DOCUMENT PASSAGE =>

·····

While Camilla was studying, she worked as an assistant at Booker, performing relatively minor tasks for the editors. During this time, the head of department, John, noticed her and found her unusually talented. Barely graduated from university, she was hired as a full time editor and given very prestigious assignments. She told me how she had biked home that day, warm with happiness, thinking: ‘Now I’m finally somebody!’. When Camilla talked to me about work, she used very emotional language. She explained how she could never be in a job which did not generate absolute passion in her. Routine, administration and assignments which did not correspond with her personal interests were inadmissible and would cause her to leave her position, she said. ‘I would rather be on unemployment benefit and eat oatmeal every day than have a job like that!’, was her comment. For Camilla, work should be a context which delivered existential meaning and opportunities to explore her passions. If work could not provide this, she would rather be poor, but live in accordance with her inner desires, she said. In other words, Camilla was thoroughly entrenched in a radical version of the self-actualization discourse when describing her work situation: work only made sense to the extent that it was not contractual.

·····

DATA EXCERPTS =>
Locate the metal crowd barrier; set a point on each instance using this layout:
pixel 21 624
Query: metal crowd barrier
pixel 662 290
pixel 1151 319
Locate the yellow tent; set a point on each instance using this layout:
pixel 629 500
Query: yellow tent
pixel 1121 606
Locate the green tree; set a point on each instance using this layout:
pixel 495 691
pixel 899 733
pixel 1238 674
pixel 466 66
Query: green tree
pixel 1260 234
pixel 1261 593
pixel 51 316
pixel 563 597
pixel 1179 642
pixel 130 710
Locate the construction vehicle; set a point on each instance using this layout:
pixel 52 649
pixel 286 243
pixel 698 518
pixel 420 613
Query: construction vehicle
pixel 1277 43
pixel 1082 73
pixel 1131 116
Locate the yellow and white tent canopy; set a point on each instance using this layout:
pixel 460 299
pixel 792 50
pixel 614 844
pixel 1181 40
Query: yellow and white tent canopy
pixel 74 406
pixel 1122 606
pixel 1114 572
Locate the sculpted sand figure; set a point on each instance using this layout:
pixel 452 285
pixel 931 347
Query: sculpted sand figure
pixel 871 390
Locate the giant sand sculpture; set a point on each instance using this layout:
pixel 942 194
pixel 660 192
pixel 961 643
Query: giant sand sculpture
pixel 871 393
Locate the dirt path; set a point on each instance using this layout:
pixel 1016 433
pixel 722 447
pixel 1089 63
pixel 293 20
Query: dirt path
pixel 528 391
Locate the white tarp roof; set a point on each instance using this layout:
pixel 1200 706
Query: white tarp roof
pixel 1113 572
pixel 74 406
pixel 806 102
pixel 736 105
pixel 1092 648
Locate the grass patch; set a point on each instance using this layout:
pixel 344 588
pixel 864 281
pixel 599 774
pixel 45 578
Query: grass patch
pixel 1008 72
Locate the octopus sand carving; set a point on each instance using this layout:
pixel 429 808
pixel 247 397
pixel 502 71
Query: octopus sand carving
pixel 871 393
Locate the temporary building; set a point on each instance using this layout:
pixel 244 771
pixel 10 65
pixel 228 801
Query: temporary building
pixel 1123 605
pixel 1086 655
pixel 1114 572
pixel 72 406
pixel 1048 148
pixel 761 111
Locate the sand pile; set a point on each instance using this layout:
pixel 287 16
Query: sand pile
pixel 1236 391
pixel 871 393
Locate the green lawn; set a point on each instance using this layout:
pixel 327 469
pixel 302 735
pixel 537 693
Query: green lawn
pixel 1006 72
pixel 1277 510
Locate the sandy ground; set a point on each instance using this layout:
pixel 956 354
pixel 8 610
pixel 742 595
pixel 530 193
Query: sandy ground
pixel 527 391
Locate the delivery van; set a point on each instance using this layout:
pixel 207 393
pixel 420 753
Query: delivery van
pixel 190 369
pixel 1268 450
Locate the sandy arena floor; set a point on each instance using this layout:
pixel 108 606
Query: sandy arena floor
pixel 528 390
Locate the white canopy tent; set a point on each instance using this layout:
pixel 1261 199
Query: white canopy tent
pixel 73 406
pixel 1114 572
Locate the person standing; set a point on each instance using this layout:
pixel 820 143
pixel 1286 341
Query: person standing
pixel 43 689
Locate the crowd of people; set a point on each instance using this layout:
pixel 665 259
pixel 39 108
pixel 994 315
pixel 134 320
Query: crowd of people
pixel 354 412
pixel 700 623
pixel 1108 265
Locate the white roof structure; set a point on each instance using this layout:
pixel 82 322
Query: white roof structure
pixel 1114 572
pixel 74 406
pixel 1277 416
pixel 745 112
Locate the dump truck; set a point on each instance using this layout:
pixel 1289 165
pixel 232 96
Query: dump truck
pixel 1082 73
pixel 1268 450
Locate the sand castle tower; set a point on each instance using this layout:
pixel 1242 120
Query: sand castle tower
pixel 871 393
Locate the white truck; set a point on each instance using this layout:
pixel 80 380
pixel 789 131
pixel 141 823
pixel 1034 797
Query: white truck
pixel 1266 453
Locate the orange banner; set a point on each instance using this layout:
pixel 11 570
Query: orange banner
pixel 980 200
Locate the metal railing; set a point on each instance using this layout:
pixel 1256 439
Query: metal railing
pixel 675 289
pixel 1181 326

·····

COMPLETE THE FOLLOWING =>
A) Translate this sentence from the passage on Camilla's work into Spanish: "When Camilla talked to me about work, she used very emotional language."
B) Filter the entries down to the lines that contain the string "yellow", copying each of those lines.
The passage on Camilla's work has no connection to the entries.

IN RESPONSE =>
A) Cuando Camilla me hablaba del trabajo, usaba un lenguaje muy emocional.

B)
Locate the yellow tent; set a point on each instance using this layout:
Query: yellow tent
Locate the yellow and white tent canopy; set a point on each instance using this layout:
Query: yellow and white tent canopy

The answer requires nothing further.